Rewrite the entries below as a numbered list with one line per item, leaving out blank lines. Omit the pictures from your answer.
[START EXTRACTED DATA]
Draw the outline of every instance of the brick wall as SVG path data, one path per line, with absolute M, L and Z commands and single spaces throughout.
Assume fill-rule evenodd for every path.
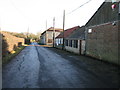
M 118 22 L 87 27 L 86 54 L 101 60 L 118 63 Z M 92 29 L 92 33 L 88 30 Z
M 13 51 L 18 46 L 24 44 L 23 38 L 18 38 L 12 36 L 7 32 L 1 32 L 2 34 L 2 54 L 6 55 L 6 53 Z

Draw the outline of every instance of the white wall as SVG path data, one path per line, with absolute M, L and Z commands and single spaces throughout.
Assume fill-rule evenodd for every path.
M 73 43 L 73 42 L 72 42 L 72 43 Z M 69 44 L 69 42 L 68 42 L 68 44 Z M 79 53 L 80 53 L 80 51 L 79 51 L 79 45 L 80 45 L 80 41 L 78 40 L 78 48 L 74 48 L 73 45 L 72 45 L 72 47 L 70 47 L 70 46 L 65 46 L 65 49 L 66 49 L 67 51 L 70 51 L 70 52 L 79 54 Z

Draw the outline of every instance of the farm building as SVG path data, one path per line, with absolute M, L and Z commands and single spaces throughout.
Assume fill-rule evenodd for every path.
M 104 2 L 86 23 L 86 55 L 120 65 L 118 60 L 119 11 L 119 2 Z
M 58 36 L 63 29 L 55 28 L 55 37 Z M 54 33 L 54 28 L 51 27 L 44 31 L 41 34 L 41 43 L 45 45 L 53 45 L 53 33 Z
M 73 33 L 73 31 L 75 31 L 78 28 L 79 28 L 79 26 L 75 26 L 75 27 L 65 30 L 64 31 L 64 39 L 66 39 L 70 34 Z M 62 49 L 62 47 L 63 47 L 63 32 L 55 38 L 55 45 L 57 48 Z
M 85 26 L 77 28 L 65 38 L 65 50 L 76 54 L 85 54 Z

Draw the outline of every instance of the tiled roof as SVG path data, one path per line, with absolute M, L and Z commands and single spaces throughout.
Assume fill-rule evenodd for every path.
M 64 38 L 67 38 L 73 31 L 75 31 L 78 28 L 80 28 L 80 27 L 76 26 L 76 27 L 69 28 L 69 29 L 65 30 L 64 31 Z M 56 38 L 63 38 L 63 32 L 61 34 L 59 34 Z
M 53 27 L 50 27 L 49 29 L 45 30 L 41 35 L 43 35 L 46 31 L 53 31 Z M 63 29 L 61 28 L 55 28 L 55 32 L 62 32 Z
M 85 39 L 85 26 L 82 26 L 75 30 L 67 39 Z

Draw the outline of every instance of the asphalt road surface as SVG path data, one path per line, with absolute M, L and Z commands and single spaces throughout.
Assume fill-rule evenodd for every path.
M 37 43 L 32 43 L 37 45 Z M 43 46 L 27 46 L 3 67 L 3 88 L 115 88 L 118 67 Z

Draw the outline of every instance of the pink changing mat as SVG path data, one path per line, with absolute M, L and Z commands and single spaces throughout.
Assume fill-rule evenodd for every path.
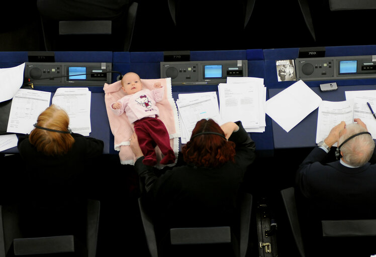
M 157 103 L 156 105 L 159 109 L 159 118 L 163 122 L 170 135 L 170 144 L 175 153 L 177 160 L 177 154 L 179 151 L 180 129 L 179 128 L 177 109 L 172 98 L 171 79 L 170 78 L 155 79 L 141 79 L 141 81 L 145 88 L 153 89 L 153 85 L 157 81 L 160 82 L 161 85 L 164 88 L 163 99 Z M 105 83 L 103 87 L 103 90 L 105 91 L 105 101 L 110 121 L 110 127 L 114 135 L 114 149 L 119 151 L 119 156 L 122 164 L 133 165 L 136 161 L 136 158 L 129 146 L 129 139 L 134 132 L 133 124 L 129 123 L 125 113 L 117 116 L 111 110 L 110 106 L 111 103 L 118 101 L 125 95 L 125 93 L 121 89 L 121 81 L 110 84 Z M 155 148 L 155 151 L 158 161 L 158 164 L 156 167 L 162 168 L 163 166 L 159 164 L 159 161 L 162 159 L 162 156 L 158 147 Z M 169 166 L 174 165 L 175 164 L 172 164 Z

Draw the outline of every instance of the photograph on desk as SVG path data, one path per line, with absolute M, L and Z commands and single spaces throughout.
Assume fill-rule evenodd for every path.
M 297 80 L 294 60 L 275 61 L 278 81 L 293 81 Z

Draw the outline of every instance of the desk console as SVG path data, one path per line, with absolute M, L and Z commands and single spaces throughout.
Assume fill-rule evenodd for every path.
M 160 77 L 171 78 L 172 85 L 215 85 L 227 77 L 247 77 L 246 60 L 161 62 Z
M 111 83 L 111 63 L 27 62 L 24 82 L 36 85 L 103 86 Z
M 298 58 L 295 64 L 297 77 L 302 80 L 376 78 L 371 55 Z

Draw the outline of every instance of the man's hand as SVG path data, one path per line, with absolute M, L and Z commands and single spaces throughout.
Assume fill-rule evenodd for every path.
M 328 137 L 324 141 L 328 147 L 332 147 L 332 146 L 338 141 L 339 134 L 345 128 L 345 126 L 346 123 L 345 121 L 341 121 L 341 123 L 332 128 Z
M 362 121 L 361 119 L 360 119 L 359 118 L 356 118 L 354 119 L 354 121 L 356 122 L 359 125 L 360 125 L 361 126 L 367 130 L 367 126 L 364 124 L 364 122 Z M 368 131 L 368 130 L 367 130 L 367 131 Z
M 231 136 L 233 132 L 235 132 L 239 130 L 239 126 L 233 122 L 228 122 L 221 125 L 221 128 L 222 129 L 225 133 L 225 137 L 228 139 Z

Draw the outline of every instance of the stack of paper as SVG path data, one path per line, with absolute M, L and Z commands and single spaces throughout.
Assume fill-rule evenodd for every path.
M 62 87 L 56 90 L 52 103 L 64 109 L 73 132 L 89 136 L 91 132 L 90 105 L 91 92 L 87 87 Z
M 52 103 L 64 109 L 69 117 L 72 131 L 88 136 L 91 92 L 87 88 L 58 88 Z M 20 89 L 13 97 L 7 132 L 29 134 L 39 114 L 50 106 L 51 92 Z
M 50 106 L 51 92 L 20 89 L 13 96 L 7 132 L 28 134 L 39 114 Z
M 179 94 L 178 97 L 181 144 L 189 141 L 196 123 L 202 119 L 212 118 L 222 124 L 215 92 Z
M 241 120 L 247 132 L 263 132 L 266 88 L 263 79 L 229 77 L 218 85 L 220 113 L 223 122 Z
[END EXTRACTED DATA]
* SOLVED PROBLEM *
1. Draw the outline of every instance of the brick wall as SVG path data, one path per line, with absolute M, L and Z commands and single spaces throughout.
2. Assume fill-rule evenodd for every path.
3. M 118 22 L 87 27 L 86 54 L 101 60 L 118 63 Z M 92 29 L 92 33 L 88 30 Z
4. M 13 51 L 18 46 L 24 44 L 23 38 L 18 38 L 12 36 L 7 32 L 1 32 L 2 34 L 2 54 L 6 55 L 6 53 Z
5. Draw the outline of every instance of the white wall as SVG path data, one path per line, with absolute M, L and Z commands and single spaces throughout.
6. Assume fill-rule evenodd for every path.
7. M 73 43 L 73 42 L 72 42 L 72 43 Z M 69 44 L 69 42 L 68 42 L 68 44 Z M 79 53 L 80 53 L 80 51 L 79 51 L 79 45 L 80 45 L 80 41 L 78 40 L 78 48 L 74 48 L 73 45 L 72 45 L 72 47 L 70 47 L 70 46 L 65 46 L 65 49 L 66 49 L 67 51 L 70 51 L 70 52 L 79 54 Z
8. Draw the outline of every instance of the farm building as SVG path data, one path per line, with absolute M, L and Z commands and single spaces throughout.
9. Assume fill-rule evenodd for every path.
10. M 104 2 L 86 23 L 86 55 L 120 65 L 118 60 L 119 11 L 119 2 Z
11. M 58 36 L 63 29 L 55 28 L 55 37 Z M 54 33 L 54 28 L 51 27 L 44 31 L 41 34 L 41 43 L 45 45 L 53 45 L 53 33 Z
12. M 73 33 L 73 31 L 75 31 L 78 28 L 79 28 L 79 26 L 75 26 L 75 27 L 65 30 L 64 31 L 64 39 L 66 39 L 70 34 Z M 62 49 L 62 47 L 63 47 L 63 32 L 55 38 L 55 45 L 57 48 Z
13. M 85 26 L 77 28 L 65 38 L 65 50 L 76 54 L 85 54 Z
14. Draw the outline of every instance of the tiled roof as SVG path data, one path per line, with absolute M, L and Z commands and single spaces throughout.
15. Assume fill-rule evenodd for every path.
16. M 64 38 L 67 38 L 73 31 L 75 31 L 78 28 L 80 28 L 80 27 L 76 26 L 76 27 L 69 28 L 69 29 L 65 30 L 64 31 Z M 56 38 L 63 38 L 63 32 L 61 34 L 59 34 Z
17. M 53 27 L 50 27 L 49 29 L 45 30 L 41 35 L 43 35 L 46 31 L 53 31 Z M 63 29 L 61 28 L 55 28 L 55 32 L 62 32 Z
18. M 85 39 L 85 26 L 82 26 L 75 30 L 67 39 Z
19. Draw the outline of every instance of the asphalt road surface as SVG path data, one path per line, with absolute M, L and Z commands and single spaces throughout.
20. Assume fill-rule evenodd for every path.
21. M 37 43 L 32 43 L 37 45 Z M 43 46 L 27 46 L 3 67 L 3 88 L 115 88 L 118 67 Z
22. Draw the outline of every instance of the pink changing mat as SVG path data, one path per line, with absolute M, L and Z commands and single spaces throughout.
23. Assume fill-rule evenodd for every path.
24. M 157 103 L 156 105 L 159 109 L 159 118 L 163 122 L 170 135 L 170 144 L 175 153 L 177 160 L 177 154 L 179 151 L 180 129 L 179 128 L 177 109 L 172 98 L 171 79 L 170 78 L 155 79 L 141 79 L 141 81 L 145 88 L 153 89 L 153 85 L 157 81 L 160 82 L 161 85 L 164 88 L 163 99 Z M 105 83 L 103 87 L 103 90 L 105 91 L 105 101 L 110 121 L 110 127 L 114 135 L 114 149 L 119 151 L 119 156 L 122 164 L 133 165 L 136 161 L 136 158 L 129 146 L 129 139 L 134 132 L 133 124 L 129 123 L 125 113 L 117 116 L 111 110 L 110 106 L 111 103 L 118 101 L 125 95 L 125 93 L 121 89 L 121 81 L 110 84 Z M 155 148 L 155 151 L 158 161 L 158 164 L 156 167 L 162 168 L 163 166 L 159 164 L 159 161 L 162 159 L 162 156 L 158 147 Z M 169 166 L 174 165 L 175 164 L 172 164 Z
25. Draw the outline of every instance of the photograph on desk as SVG path data, one path per line, with absolute M, L and Z commands and single spaces throughout.
26. Assume fill-rule evenodd for every path.
27. M 297 80 L 294 60 L 275 61 L 278 81 L 293 81 Z
28. Draw the outline of every instance of the desk console as SVG path data, one path per line, with absolute M, L and Z commands and single spaces throughout.
29. Assume fill-rule evenodd for every path.
30. M 160 77 L 171 78 L 172 85 L 215 85 L 227 77 L 247 77 L 246 60 L 161 62 Z
31. M 111 83 L 111 63 L 27 62 L 24 82 L 36 85 L 103 86 Z
32. M 298 58 L 295 64 L 297 77 L 302 80 L 376 78 L 371 55 Z
33. Draw the outline of every instance of the man's hand as SVG path data, one path per line, with absolute M, L and Z commands and single spaces throughout.
34. Assume fill-rule evenodd for every path.
35. M 328 137 L 324 141 L 328 147 L 332 147 L 332 146 L 338 141 L 339 134 L 345 128 L 345 126 L 346 123 L 345 121 L 341 121 L 341 123 L 332 128 Z
36. M 362 121 L 361 119 L 360 119 L 359 118 L 356 118 L 354 119 L 354 121 L 356 122 L 359 125 L 360 125 L 361 126 L 367 130 L 367 126 L 364 124 L 364 122 Z M 368 131 L 368 130 L 367 130 L 367 131 Z
37. M 231 136 L 233 132 L 235 132 L 239 130 L 239 126 L 233 122 L 228 122 L 221 125 L 221 128 L 222 129 L 225 133 L 225 137 L 228 139 Z
38. Draw the outline of every instance of the stack of paper as SVG path data, one path per line, with absolute M, L and Z commands and single spaces throughout.
39. Assume fill-rule evenodd for every path.
40. M 62 87 L 56 90 L 52 103 L 64 109 L 73 132 L 89 136 L 91 132 L 90 105 L 91 92 L 87 87 Z
41. M 52 103 L 64 109 L 69 117 L 72 131 L 88 136 L 91 92 L 87 88 L 58 88 Z M 20 89 L 13 97 L 7 132 L 29 134 L 39 114 L 50 106 L 51 92 Z
42. M 50 106 L 51 92 L 20 89 L 13 96 L 7 132 L 28 134 L 39 114 Z
43. M 179 94 L 178 97 L 181 144 L 189 141 L 196 123 L 202 119 L 212 118 L 222 124 L 215 92 Z
44. M 241 120 L 247 132 L 263 132 L 266 88 L 263 79 L 229 77 L 218 85 L 220 113 L 223 122 Z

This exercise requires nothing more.